Please print the full listing below exactly, but not the pictures in it.

Top of Supplied records

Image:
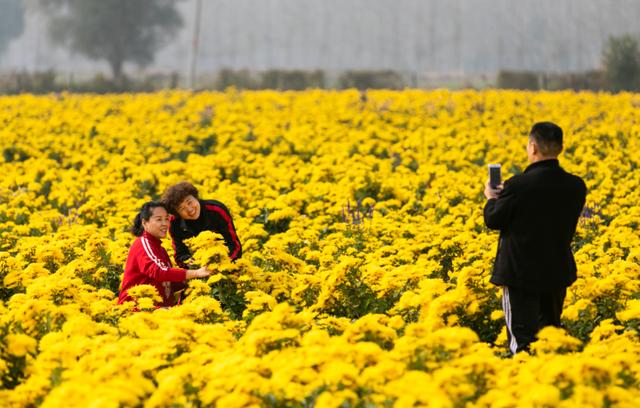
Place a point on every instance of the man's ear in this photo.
(534, 148)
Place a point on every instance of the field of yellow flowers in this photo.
(364, 279)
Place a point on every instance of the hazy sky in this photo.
(469, 36)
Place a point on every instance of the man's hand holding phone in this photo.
(494, 185)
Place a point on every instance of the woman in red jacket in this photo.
(148, 262)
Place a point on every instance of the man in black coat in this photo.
(537, 213)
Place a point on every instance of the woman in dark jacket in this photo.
(192, 215)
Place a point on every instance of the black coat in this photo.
(537, 213)
(214, 216)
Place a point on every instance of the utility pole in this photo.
(194, 44)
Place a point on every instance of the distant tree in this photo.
(11, 22)
(621, 60)
(117, 31)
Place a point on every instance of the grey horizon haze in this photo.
(439, 36)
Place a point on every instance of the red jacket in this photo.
(148, 263)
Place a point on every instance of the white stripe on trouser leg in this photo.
(506, 307)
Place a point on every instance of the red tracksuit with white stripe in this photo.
(214, 216)
(149, 264)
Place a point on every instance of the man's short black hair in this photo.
(548, 137)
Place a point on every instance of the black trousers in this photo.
(526, 312)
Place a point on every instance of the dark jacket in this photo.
(537, 213)
(214, 216)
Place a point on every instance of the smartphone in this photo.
(494, 175)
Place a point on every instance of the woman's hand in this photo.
(198, 273)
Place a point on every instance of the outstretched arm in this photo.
(225, 227)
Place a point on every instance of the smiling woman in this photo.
(148, 262)
(192, 216)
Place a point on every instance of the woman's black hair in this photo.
(145, 214)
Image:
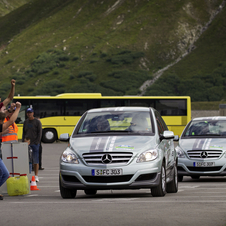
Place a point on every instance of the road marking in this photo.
(48, 186)
(189, 186)
(77, 201)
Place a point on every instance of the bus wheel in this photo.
(49, 135)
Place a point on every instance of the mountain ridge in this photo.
(101, 51)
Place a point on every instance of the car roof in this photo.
(210, 118)
(147, 109)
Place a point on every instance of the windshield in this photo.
(208, 127)
(103, 122)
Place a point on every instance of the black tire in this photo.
(67, 193)
(172, 186)
(195, 177)
(90, 192)
(180, 178)
(160, 190)
(49, 135)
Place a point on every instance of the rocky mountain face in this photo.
(100, 45)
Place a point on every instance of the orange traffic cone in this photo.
(33, 186)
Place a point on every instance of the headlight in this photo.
(147, 156)
(69, 157)
(180, 152)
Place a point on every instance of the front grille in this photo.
(107, 179)
(200, 154)
(115, 158)
(179, 168)
(70, 179)
(149, 176)
(214, 168)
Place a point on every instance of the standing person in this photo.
(27, 139)
(32, 128)
(11, 135)
(4, 173)
(40, 157)
(10, 96)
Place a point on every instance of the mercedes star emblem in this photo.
(204, 154)
(106, 159)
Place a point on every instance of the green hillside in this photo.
(111, 46)
(6, 6)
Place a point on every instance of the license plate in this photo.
(106, 172)
(204, 164)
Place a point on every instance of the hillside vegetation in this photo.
(6, 6)
(113, 47)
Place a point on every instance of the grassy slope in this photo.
(210, 51)
(42, 25)
(6, 6)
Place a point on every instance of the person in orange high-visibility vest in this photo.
(11, 135)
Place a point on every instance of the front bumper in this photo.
(79, 177)
(186, 167)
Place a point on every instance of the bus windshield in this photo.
(103, 122)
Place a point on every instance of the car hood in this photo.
(203, 144)
(112, 144)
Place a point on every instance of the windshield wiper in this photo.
(210, 134)
(111, 131)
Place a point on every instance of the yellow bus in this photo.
(59, 114)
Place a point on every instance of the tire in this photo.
(160, 190)
(172, 186)
(67, 193)
(90, 192)
(49, 135)
(180, 178)
(195, 177)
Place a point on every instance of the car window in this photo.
(116, 122)
(160, 123)
(206, 127)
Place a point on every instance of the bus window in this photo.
(111, 103)
(77, 107)
(171, 107)
(140, 102)
(48, 108)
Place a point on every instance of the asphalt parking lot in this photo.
(199, 202)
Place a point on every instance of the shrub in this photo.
(9, 61)
(75, 58)
(125, 57)
(126, 81)
(102, 55)
(84, 73)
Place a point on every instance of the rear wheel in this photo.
(160, 190)
(172, 187)
(195, 177)
(49, 135)
(90, 192)
(67, 193)
(180, 178)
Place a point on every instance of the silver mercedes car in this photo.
(202, 148)
(119, 148)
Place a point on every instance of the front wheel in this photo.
(67, 193)
(195, 177)
(160, 190)
(90, 192)
(172, 187)
(180, 178)
(49, 135)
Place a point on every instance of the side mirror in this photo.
(64, 137)
(176, 138)
(167, 135)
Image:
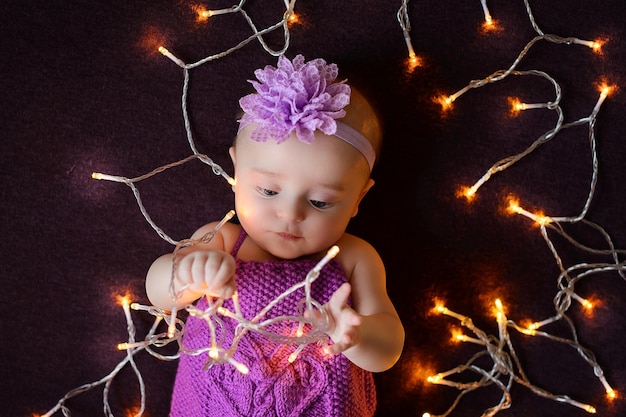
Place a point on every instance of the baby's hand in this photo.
(344, 324)
(208, 272)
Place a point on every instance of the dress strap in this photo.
(240, 239)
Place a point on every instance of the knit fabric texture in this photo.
(314, 385)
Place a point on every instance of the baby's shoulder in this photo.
(355, 252)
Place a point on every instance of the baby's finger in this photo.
(340, 346)
(340, 297)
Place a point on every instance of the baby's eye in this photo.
(266, 192)
(320, 204)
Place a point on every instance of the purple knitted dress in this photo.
(314, 385)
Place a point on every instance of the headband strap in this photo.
(355, 138)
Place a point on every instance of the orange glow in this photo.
(498, 310)
(444, 101)
(413, 62)
(293, 19)
(596, 46)
(439, 307)
(123, 300)
(457, 335)
(514, 206)
(516, 106)
(468, 192)
(433, 379)
(490, 25)
(589, 305)
(151, 40)
(539, 217)
(528, 327)
(202, 14)
(611, 394)
(605, 88)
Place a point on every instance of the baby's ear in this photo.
(368, 186)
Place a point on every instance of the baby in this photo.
(302, 158)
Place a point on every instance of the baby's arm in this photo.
(370, 334)
(202, 269)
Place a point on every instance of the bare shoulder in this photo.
(224, 239)
(356, 254)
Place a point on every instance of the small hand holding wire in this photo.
(344, 324)
(207, 272)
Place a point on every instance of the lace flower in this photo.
(294, 95)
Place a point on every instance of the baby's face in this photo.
(296, 199)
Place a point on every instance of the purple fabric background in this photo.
(80, 92)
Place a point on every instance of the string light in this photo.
(506, 367)
(402, 16)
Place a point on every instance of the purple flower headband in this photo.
(302, 97)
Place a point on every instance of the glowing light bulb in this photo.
(445, 102)
(611, 394)
(434, 379)
(458, 336)
(596, 45)
(293, 19)
(171, 56)
(499, 312)
(439, 307)
(469, 193)
(413, 61)
(202, 14)
(516, 105)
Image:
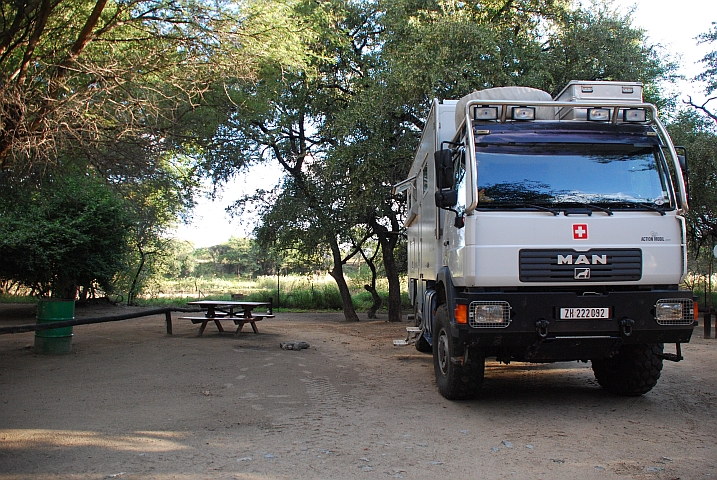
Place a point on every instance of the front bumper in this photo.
(535, 332)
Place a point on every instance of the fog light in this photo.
(677, 311)
(489, 314)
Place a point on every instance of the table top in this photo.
(227, 303)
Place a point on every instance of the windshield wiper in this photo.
(648, 206)
(522, 206)
(579, 207)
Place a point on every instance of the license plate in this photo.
(584, 313)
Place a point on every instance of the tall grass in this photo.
(294, 292)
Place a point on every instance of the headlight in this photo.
(489, 314)
(675, 311)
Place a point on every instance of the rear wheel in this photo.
(632, 372)
(455, 381)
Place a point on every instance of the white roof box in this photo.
(508, 93)
(587, 91)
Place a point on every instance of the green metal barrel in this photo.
(56, 340)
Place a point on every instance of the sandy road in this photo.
(131, 402)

Bottom of Supplied records

Exercise response
Image:
Place a point on every instance of the man's ear in this photo.
(534, 148)
Place a point on every instance of the field of yellow flowers in this photo.
(364, 279)
Place a point on every instance of the hazy sky in this photo.
(469, 36)
Place a point on every instance of the man's hand holding phone in this photo.
(494, 185)
Place a point on every instance of the woman in red jacket in this photo.
(148, 262)
Place a point on every instance of the man in black coat in this photo.
(537, 213)
Place a point on every instance of the woman in dark jacket in this photo.
(192, 215)
Place a point on every instance of the black coat in this photo.
(537, 213)
(214, 216)
Place a point on every instance of the utility pole in this photo.
(194, 44)
Place a point on every instance of the distant tree in this photo.
(11, 22)
(621, 60)
(117, 31)
Place a point on every instance of the grey horizon haze in this photo.
(439, 36)
Place a point on every instance of the red jacket in this photo.
(148, 263)
Place a point on every instance of the white stripe on trouser leg in this photo.
(506, 307)
Place a point on every instance of the red tracksuit with white stripe in this photo.
(214, 216)
(149, 264)
Place a point on every instance of the man's short black hair in this photo.
(548, 137)
Place a point on every instance of the black trousers in this photo.
(526, 312)
Place a point on every instance of the dark jacket in this photo.
(537, 213)
(214, 216)
Place a point on every instance of the smartphone in this photo.
(494, 175)
Place a point on every instance of the woman's hand in this photo.
(198, 273)
Place a point on every instance of the outstretched arm in this photo.
(225, 227)
Place a point on every instance of the smiling woman in this photo.
(148, 262)
(192, 216)
Place a point on every instance of the woman's black hair in this photo.
(145, 214)
Image:
Place a point on every instance of the road marking in this photo.
(48, 186)
(189, 186)
(77, 201)
Place a point on every instance of the bus wheel in this photo.
(49, 135)
Place a point on every instance of the mountain ridge in this photo.
(101, 51)
Place a point on every instance of the car roof in this photo.
(210, 118)
(147, 109)
Place a point on every instance of the windshield in this photo.
(208, 127)
(103, 122)
Place a point on every instance of the black tire in this photo.
(67, 193)
(172, 186)
(195, 177)
(90, 192)
(180, 178)
(160, 190)
(49, 135)
Place a point on every instance of the rocky mountain face in this photo.
(100, 45)
Place a point on every instance of the orange traffic cone in this photo.
(33, 186)
Place a point on every instance of the headlight in this photo.
(147, 156)
(69, 157)
(180, 152)
Place a point on every instance of the front grille in this photo.
(107, 179)
(200, 154)
(115, 158)
(179, 168)
(70, 179)
(149, 176)
(214, 168)
Place a point on every instance of the standing person in this photo.
(27, 139)
(32, 128)
(11, 135)
(4, 173)
(40, 157)
(10, 96)
Place a point on every instance of the mercedes star emblem in this photo.
(204, 154)
(106, 159)
Place a point on every instance of the green hillside in this photo.
(111, 46)
(6, 6)
Place a point on every instance of the license plate in this photo.
(106, 172)
(204, 164)
Place a point on every instance of the hillside vegetation in this photo.
(6, 6)
(113, 47)
Place a point on every instance of the grassy slope in this photo.
(210, 51)
(42, 25)
(6, 6)
Place a point on every instance of the person in orange high-visibility vest in this photo.
(11, 135)
Place a point on every instance of the front bumper in this photo.
(79, 177)
(186, 167)
Place a point on every instance of the bus windshield in this photo.
(103, 122)
Place a point on every instance of the car hood in this photo.
(203, 144)
(112, 144)
Place a point on every instance of the windshield wiper in this photo.
(210, 134)
(111, 131)
Place a point on every instance of the yellow bus in this photo.
(59, 114)
Place a point on every instance of the tire in this photo.
(160, 190)
(172, 186)
(67, 193)
(90, 192)
(49, 135)
(180, 178)
(195, 177)
Place a point on every instance of the car window in this photo.
(116, 122)
(160, 123)
(206, 127)
Place a point on every instance of the bus window in this photo.
(111, 103)
(77, 107)
(171, 107)
(140, 102)
(48, 108)
Place a point on every instance of the asphalt parking lot in this photo.
(199, 202)
Place a point on every instance of the shrub in this photo.
(9, 61)
(75, 58)
(125, 57)
(126, 81)
(102, 55)
(84, 73)
Place a point on every instance of the rear wheel in this photo.
(160, 190)
(172, 187)
(195, 177)
(49, 135)
(90, 192)
(67, 193)
(180, 178)
Place a point on every instance of the silver mercedes car in this photo.
(202, 148)
(119, 148)
Place a point on every instance of the front wheel in this photo.
(67, 193)
(195, 177)
(160, 190)
(90, 192)
(172, 187)
(180, 178)
(49, 135)
Place a point on every instance of the side mirror in this photo.
(64, 137)
(176, 138)
(167, 135)
Image:
Place a point on every instance of the baby's hand in this photo.
(344, 324)
(208, 272)
Place a point on every instance of the dress strap in this photo.
(240, 239)
Place a point on every instance of the knit fabric texture in this photo.
(314, 385)
Place a point on every instance of the baby's shoulder in this photo.
(355, 252)
Place a point on every instance of the baby's finger in this photo.
(340, 346)
(340, 297)
Place a point on every instance of the baby's eye in this photo.
(266, 192)
(320, 204)
Place a point on every instance of the purple knitted dress in this photo.
(314, 385)
Place a point on every instance of the headband strap in this photo.
(355, 138)
Place a point on every instance of the orange glow in this photo.
(498, 310)
(444, 101)
(413, 62)
(293, 19)
(596, 46)
(439, 307)
(123, 300)
(457, 335)
(514, 206)
(516, 106)
(468, 192)
(433, 379)
(490, 25)
(589, 305)
(151, 40)
(539, 217)
(528, 327)
(202, 14)
(611, 394)
(605, 88)
Place a point on every instance of the baby's ear in this photo.
(368, 186)
Place a point on every instance of the baby in this photo.
(302, 158)
Place a point on every instance of the baby's arm in this photo.
(370, 334)
(202, 269)
Place a point on every instance of the bare shoulder in this photo.
(224, 239)
(356, 254)
Place a point on every instance of the small hand holding wire in this photo.
(344, 324)
(207, 272)
Place a point on every instance of the lace flower in this photo.
(294, 95)
Place a point on every instance of the baby's face in this photo.
(296, 199)
Place a point on every instance of the purple fabric background in this photo.
(80, 92)
Place a point on every instance of the string light in this photo.
(506, 367)
(402, 16)
Place a point on every instance of the purple flower headband in this photo.
(302, 97)
Place a point on every instance of the glowing light bulb in this photo.
(445, 102)
(611, 394)
(434, 379)
(458, 336)
(596, 45)
(293, 19)
(171, 56)
(499, 312)
(439, 307)
(469, 193)
(413, 61)
(202, 14)
(516, 105)
Image:
Place a point on every instance of the front bumper in this photo.
(535, 332)
Place a point on every instance of the fog light in this photo.
(677, 311)
(489, 314)
Place a point on every instance of the table top in this photo.
(227, 303)
Place a point on every instance of the windshield wiper in this photo.
(648, 206)
(522, 206)
(579, 207)
Place a point on every instance of the license plate in this photo.
(584, 313)
Place a point on every instance of the tall grass in this photo.
(294, 292)
Place a point on every instance of the headlight in this photo.
(489, 314)
(675, 311)
Place a point on every instance of the rear wheel in this photo.
(632, 372)
(455, 381)
Place a point on every instance of the white roof box in this photo.
(508, 93)
(587, 91)
Place a point on every instance of the green metal barrel in this photo.
(56, 340)
Place a point on every instance of the sandy road in this photo.
(131, 402)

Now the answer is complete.